## Instructions for the task
Filter the lines below, keeping only those that contain the string "bucket", and copy each match.

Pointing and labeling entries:
— Begin —

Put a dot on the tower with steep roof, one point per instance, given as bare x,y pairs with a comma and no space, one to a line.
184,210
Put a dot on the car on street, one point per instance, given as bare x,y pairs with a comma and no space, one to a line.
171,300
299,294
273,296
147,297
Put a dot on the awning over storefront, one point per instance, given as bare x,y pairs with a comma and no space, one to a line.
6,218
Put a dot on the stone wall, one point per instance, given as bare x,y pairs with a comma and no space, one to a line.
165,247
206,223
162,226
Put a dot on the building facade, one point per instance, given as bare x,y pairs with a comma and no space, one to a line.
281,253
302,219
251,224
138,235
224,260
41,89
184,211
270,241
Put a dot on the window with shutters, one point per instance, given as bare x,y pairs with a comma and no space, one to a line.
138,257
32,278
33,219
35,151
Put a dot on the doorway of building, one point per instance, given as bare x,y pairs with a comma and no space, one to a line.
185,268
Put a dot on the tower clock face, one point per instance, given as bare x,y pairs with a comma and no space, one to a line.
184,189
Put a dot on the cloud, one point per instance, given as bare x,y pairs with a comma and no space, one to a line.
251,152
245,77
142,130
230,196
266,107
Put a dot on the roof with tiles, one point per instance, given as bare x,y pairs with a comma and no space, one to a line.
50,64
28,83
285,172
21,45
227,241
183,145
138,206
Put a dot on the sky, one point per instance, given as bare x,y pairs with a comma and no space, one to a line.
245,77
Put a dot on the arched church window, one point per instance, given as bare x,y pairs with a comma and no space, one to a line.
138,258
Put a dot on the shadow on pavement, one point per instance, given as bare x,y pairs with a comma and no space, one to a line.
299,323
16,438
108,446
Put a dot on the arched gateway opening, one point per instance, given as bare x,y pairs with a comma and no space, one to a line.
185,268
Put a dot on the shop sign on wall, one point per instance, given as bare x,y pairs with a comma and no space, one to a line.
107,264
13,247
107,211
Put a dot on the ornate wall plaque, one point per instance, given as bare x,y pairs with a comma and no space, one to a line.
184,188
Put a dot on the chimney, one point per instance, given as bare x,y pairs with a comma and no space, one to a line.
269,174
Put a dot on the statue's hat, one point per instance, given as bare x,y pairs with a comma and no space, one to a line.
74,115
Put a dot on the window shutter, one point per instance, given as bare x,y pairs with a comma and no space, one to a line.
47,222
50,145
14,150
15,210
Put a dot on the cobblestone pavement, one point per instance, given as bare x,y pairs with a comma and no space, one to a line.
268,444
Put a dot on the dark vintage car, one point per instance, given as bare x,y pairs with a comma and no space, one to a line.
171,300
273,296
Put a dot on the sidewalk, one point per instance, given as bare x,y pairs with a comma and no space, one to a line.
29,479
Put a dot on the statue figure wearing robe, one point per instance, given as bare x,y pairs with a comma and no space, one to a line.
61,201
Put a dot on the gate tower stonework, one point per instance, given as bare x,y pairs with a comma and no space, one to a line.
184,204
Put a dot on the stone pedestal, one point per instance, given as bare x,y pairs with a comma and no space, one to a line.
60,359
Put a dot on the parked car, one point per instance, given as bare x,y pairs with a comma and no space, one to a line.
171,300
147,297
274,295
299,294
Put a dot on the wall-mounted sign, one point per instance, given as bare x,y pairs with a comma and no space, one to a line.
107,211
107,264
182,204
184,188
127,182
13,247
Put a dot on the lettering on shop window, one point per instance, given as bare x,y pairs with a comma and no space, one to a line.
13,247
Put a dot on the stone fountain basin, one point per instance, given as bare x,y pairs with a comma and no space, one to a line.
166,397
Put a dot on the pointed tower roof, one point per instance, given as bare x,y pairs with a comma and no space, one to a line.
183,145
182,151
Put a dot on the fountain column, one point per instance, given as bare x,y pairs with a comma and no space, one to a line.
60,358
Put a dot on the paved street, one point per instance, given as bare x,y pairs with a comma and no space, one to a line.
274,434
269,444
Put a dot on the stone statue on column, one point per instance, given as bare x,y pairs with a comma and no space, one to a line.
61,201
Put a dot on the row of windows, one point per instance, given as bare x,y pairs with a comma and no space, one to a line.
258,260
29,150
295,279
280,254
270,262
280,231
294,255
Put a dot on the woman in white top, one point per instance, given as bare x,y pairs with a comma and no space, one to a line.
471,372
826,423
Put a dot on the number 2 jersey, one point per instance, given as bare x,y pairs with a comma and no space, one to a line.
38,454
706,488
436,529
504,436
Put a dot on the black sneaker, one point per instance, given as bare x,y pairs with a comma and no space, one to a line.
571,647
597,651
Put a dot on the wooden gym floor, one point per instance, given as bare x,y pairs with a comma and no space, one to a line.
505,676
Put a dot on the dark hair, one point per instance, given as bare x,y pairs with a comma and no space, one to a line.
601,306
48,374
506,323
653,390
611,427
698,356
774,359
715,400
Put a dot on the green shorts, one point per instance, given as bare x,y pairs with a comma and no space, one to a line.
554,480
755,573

— End —
— Begin —

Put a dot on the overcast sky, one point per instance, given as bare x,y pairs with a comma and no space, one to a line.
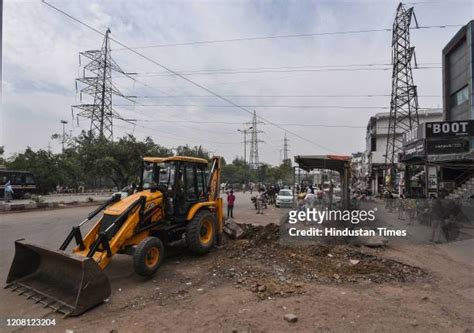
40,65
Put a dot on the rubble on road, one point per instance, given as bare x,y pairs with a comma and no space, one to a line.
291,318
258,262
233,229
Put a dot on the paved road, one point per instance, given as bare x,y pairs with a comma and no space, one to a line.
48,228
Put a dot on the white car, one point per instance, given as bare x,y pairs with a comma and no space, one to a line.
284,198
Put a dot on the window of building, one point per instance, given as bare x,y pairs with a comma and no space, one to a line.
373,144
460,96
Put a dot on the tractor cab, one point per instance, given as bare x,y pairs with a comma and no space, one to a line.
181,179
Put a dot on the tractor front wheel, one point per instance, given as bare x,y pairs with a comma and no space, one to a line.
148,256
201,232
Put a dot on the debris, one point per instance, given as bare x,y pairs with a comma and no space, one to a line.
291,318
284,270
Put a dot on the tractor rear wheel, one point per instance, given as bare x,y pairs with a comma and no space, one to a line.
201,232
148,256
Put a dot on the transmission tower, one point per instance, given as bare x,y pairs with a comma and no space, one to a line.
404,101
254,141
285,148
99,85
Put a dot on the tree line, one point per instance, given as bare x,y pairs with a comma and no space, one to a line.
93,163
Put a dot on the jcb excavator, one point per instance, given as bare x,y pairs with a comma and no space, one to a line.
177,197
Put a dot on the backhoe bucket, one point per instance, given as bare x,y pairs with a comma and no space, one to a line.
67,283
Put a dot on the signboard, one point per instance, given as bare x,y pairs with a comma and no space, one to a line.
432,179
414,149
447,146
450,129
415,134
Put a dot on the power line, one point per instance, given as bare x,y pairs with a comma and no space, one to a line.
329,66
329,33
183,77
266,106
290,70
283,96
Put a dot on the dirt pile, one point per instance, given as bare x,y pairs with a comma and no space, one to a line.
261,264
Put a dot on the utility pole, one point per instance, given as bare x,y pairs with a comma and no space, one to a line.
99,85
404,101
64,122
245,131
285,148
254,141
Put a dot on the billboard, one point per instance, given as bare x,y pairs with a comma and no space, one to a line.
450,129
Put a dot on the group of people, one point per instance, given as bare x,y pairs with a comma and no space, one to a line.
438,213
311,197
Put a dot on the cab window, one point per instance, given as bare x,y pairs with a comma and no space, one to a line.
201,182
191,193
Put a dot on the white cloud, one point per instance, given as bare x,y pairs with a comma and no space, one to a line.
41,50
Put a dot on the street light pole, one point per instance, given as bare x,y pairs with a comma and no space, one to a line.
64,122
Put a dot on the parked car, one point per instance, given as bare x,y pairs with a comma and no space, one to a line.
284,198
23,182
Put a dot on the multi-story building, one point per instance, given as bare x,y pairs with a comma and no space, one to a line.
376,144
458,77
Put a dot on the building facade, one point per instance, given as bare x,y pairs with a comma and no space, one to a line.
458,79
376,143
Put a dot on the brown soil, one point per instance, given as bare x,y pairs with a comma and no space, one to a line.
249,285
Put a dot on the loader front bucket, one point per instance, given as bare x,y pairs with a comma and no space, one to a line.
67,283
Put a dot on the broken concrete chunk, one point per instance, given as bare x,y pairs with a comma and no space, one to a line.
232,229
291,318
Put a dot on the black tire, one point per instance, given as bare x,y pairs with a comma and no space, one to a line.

— End —
— Begin —

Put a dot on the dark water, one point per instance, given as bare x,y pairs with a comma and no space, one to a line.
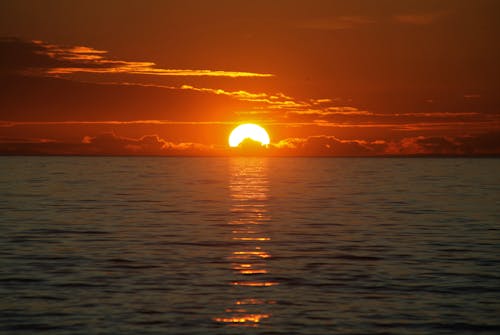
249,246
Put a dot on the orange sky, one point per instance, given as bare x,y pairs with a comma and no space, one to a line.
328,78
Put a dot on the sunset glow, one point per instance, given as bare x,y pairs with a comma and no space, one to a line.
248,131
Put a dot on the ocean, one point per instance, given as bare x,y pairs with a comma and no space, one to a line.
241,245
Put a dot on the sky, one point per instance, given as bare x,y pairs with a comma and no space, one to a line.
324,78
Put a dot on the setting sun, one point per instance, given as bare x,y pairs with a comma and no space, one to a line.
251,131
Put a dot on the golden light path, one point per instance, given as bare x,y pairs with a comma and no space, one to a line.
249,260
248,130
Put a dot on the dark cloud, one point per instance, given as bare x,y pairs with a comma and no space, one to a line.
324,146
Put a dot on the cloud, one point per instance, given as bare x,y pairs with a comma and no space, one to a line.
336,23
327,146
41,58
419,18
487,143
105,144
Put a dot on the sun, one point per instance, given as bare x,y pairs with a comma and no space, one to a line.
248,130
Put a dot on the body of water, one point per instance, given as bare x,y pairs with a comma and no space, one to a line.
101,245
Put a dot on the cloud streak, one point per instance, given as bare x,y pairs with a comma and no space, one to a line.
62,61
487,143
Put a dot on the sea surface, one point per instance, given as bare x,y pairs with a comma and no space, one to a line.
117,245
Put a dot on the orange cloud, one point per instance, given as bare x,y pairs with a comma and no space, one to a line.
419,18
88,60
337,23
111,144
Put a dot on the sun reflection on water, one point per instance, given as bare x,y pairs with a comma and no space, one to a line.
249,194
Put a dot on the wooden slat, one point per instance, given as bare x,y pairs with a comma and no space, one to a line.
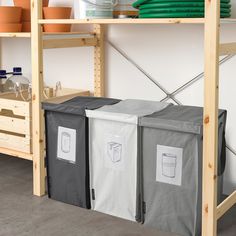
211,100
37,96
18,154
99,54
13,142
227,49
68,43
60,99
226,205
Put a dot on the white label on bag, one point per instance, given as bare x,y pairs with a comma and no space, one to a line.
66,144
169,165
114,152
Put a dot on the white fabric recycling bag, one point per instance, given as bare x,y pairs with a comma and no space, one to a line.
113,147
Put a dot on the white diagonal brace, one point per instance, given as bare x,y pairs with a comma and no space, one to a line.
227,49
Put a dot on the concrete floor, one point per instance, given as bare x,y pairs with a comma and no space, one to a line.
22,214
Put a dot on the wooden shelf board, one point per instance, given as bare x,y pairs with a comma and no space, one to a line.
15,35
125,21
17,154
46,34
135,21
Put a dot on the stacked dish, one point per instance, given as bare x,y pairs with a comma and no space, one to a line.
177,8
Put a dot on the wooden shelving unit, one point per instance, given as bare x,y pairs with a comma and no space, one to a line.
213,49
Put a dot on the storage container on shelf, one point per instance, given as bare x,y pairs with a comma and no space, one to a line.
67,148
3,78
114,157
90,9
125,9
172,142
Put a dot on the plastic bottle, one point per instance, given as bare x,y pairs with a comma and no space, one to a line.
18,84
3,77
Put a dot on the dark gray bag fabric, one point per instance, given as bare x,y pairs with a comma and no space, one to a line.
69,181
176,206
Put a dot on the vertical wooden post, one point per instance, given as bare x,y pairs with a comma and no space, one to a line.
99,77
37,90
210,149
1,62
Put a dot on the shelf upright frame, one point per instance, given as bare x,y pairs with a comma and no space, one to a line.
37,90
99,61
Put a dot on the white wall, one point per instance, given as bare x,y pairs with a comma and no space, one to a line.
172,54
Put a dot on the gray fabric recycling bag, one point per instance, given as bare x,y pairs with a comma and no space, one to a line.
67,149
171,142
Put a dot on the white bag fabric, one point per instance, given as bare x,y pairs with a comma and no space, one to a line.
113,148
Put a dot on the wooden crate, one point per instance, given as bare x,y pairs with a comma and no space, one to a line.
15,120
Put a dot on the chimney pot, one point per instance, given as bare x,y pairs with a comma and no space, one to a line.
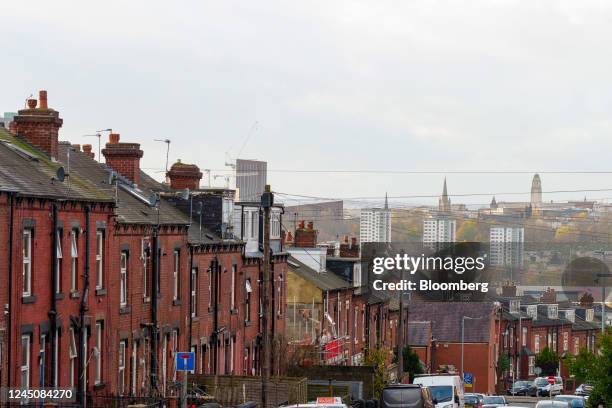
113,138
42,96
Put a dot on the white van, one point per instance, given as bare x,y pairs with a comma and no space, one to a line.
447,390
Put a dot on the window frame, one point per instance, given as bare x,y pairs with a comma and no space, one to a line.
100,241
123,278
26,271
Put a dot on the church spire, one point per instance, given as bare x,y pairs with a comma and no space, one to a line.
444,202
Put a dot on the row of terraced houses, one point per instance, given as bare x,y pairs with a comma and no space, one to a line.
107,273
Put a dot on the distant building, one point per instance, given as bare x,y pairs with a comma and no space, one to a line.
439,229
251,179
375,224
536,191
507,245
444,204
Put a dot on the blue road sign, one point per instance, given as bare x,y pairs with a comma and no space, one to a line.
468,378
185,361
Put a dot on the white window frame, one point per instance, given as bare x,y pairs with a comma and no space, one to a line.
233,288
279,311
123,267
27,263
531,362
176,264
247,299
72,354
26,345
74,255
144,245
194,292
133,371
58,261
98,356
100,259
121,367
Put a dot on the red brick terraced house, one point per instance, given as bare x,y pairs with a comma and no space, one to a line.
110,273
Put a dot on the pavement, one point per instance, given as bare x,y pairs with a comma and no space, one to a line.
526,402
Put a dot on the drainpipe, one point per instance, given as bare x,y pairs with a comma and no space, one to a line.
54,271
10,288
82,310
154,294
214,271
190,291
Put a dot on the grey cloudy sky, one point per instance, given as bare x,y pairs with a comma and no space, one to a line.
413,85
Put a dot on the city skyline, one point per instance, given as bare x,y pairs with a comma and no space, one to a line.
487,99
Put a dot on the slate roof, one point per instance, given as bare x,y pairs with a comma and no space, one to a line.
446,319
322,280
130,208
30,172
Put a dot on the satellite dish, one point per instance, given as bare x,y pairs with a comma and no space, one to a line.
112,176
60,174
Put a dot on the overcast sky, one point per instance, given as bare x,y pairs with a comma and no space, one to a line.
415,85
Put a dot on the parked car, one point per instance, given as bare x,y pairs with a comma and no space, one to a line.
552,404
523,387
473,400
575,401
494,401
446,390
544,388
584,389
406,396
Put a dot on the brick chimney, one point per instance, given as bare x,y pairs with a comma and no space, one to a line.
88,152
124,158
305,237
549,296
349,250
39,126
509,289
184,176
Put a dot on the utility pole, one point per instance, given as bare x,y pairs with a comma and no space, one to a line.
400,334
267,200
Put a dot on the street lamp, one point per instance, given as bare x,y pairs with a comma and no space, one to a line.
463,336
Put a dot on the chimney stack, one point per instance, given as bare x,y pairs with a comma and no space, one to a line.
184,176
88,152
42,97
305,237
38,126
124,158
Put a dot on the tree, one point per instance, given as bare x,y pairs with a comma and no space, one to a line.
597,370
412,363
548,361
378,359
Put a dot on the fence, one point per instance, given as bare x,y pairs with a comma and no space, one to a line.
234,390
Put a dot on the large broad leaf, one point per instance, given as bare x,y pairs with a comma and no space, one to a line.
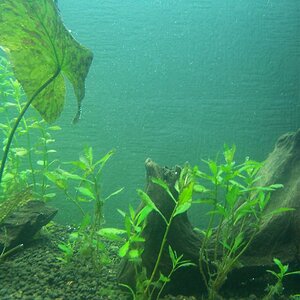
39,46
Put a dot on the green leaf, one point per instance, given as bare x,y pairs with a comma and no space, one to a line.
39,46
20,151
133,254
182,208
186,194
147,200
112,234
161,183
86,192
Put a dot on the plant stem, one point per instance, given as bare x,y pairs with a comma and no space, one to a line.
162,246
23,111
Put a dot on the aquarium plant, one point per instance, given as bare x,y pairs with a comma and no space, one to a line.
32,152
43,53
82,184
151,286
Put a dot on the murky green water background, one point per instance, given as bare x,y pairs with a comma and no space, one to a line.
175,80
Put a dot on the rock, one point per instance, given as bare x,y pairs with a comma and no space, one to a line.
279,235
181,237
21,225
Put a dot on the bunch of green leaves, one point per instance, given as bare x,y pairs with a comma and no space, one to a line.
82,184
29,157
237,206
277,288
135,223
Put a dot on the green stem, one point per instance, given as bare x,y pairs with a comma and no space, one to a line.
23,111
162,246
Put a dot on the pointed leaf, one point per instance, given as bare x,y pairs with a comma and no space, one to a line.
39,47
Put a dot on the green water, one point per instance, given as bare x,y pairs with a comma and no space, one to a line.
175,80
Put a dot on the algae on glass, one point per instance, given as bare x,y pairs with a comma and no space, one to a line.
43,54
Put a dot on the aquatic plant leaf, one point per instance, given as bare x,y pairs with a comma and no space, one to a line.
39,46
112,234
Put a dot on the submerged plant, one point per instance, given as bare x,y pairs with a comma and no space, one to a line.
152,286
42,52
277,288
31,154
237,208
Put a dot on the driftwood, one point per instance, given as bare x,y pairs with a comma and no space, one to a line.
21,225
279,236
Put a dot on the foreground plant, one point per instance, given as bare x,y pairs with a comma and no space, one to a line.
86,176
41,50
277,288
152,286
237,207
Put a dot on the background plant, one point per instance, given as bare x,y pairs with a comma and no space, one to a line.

— End —

## Final result
Put a dot on the backhoe bucket, one point per instance, given as bare x,y pairs with a comma and no space, one to a line.
Put a dot on the loader front bucket, one point per instance, given as bare x,y pairs with a comma and no space, one to a line.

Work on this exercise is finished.